* READING PASSAGE:

start

Denying the debate about progressive and traditional education (Part 3)

April 1, 2016

I wrote a couple of posts previously here and here about claims that there was no debate between progressive and traditional education. I hope the second one was particularly useful, in that it pointed out disagreements that were clearly happening in schools right now, and how they were part of the debate about progressive and traditional education. Nobody actually tried claiming that those debates weren’t happening, though a few people seemed to think that I was wrong to frame the debates in that way. None actually seemed to identify an alternative framing.

I was going to leave it there, but I’ve started to notice that the ideology of progressive education is often at its most influential when it is not stated explicitly as a belief. It is at its most influential when it is simply assumed to be true that traditional classroom teaching is not as good. A lot of the time this is shown by people’s choice of lessons, resources or practice to share or publicise. When was the last time you heard somebody say “I’m going to be observed, I’d better make sure I give my best explanation and use my best textbook”? When was the last Teach Meet where there were more talks about giving a good explanation than about using technology? When was the last time anybody at an interview said “I became a teacher because I’m good at explaining my subject?”.

But it also goes the other way. People will talk about a lesson without obviously progressive elements as if they are embarrassed by it, or it was deficient. Here are two examples.

In this blogpost, a teacher describes how they dealt with a class with poor behaviour:

The rest of the lessons that week were much better. I went for zero tolerance on poor behaviour and set my expectations to the class very clearly. The structure of the lessons were very traditional – chalk and talk – and the pupils were expected to work on their questions individually.

Were these lessons successful? On some levels YES. I was able to spend lots of time helping and encouraging all my pupils. There was a lot of progress made with their algebra skills and there was a much calmer atmosphere in the class.

Here’s my problem – the lessons were boring and not overly engaging. I don’t like teaching classes this way. I want pupils to have discussions, work together, investigate and enjoy their lessons. But do the pupils learn more when working independently in peace and quiet?

Here’s where I need help – how can I teach the type of lessons I know my pupils need without letting the minority take over? If I can’t figure it out I worry that these pupils, who behave and want to learn, will get discouraged and not enjoy learning maths.

Here’s an example from this podcast featuring Vic Goddard:

You know, I know that I teach maths in quite a dull way. You know I haven’t progressed in my maths teaching, because it hasn’t been a priority if I’m honest, and I know that I go in and I demonstrate on the board; I show an example; you do a worked example; they have a couple of goes on their own, and they may have an exercise to do. That’s what they do; that’s what I do, and actually I’m actually probably quite scared to do anything else because it will take me longer to prepare. It will take me longer to get organized and, actually, have I got the time? And I need to be empowered as well and force myself to go: “well if I taught it in a different way, it would save me time in the long run and they’d understand it better”.

end

* PARTS OF THE EXERCISE:
#1 In the blog post on progressive and traditional education, how does the quoted teacher describe the structure of the lessons after adopting zero tolerance on poor behaviour?
#2 Please list each thing the quoted teacher in the blog post says they want pupils to do in their lessons.

* SUPPLIED RECORDS:
start

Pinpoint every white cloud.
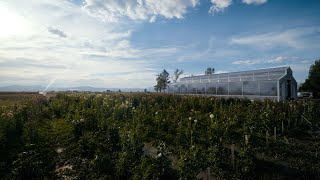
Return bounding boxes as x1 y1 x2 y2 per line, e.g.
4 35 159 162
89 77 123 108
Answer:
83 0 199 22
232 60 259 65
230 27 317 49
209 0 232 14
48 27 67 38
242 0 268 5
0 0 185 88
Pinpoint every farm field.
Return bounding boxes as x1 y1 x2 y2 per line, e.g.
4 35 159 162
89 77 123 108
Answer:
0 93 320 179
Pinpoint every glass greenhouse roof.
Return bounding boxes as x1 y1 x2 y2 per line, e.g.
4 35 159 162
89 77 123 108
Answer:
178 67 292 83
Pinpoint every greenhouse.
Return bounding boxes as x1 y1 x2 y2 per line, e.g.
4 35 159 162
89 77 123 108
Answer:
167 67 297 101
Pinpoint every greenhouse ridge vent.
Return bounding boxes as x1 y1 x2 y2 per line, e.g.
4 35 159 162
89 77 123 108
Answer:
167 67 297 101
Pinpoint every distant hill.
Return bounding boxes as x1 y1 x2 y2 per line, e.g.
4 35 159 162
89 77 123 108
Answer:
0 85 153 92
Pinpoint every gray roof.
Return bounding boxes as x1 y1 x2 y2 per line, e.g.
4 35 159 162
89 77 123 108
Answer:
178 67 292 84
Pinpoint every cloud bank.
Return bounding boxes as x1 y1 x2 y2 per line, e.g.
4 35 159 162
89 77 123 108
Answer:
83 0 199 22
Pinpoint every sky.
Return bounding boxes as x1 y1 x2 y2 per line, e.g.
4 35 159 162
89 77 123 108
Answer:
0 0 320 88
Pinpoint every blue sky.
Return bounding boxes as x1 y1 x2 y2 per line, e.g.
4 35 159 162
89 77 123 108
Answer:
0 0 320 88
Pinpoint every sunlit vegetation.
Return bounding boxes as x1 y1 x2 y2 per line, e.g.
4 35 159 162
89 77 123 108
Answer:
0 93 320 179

end

* RESULTS:
#1 Very traditional, chalk and talk.

#2 Have discussions, work together, investigate, enjoy their lessons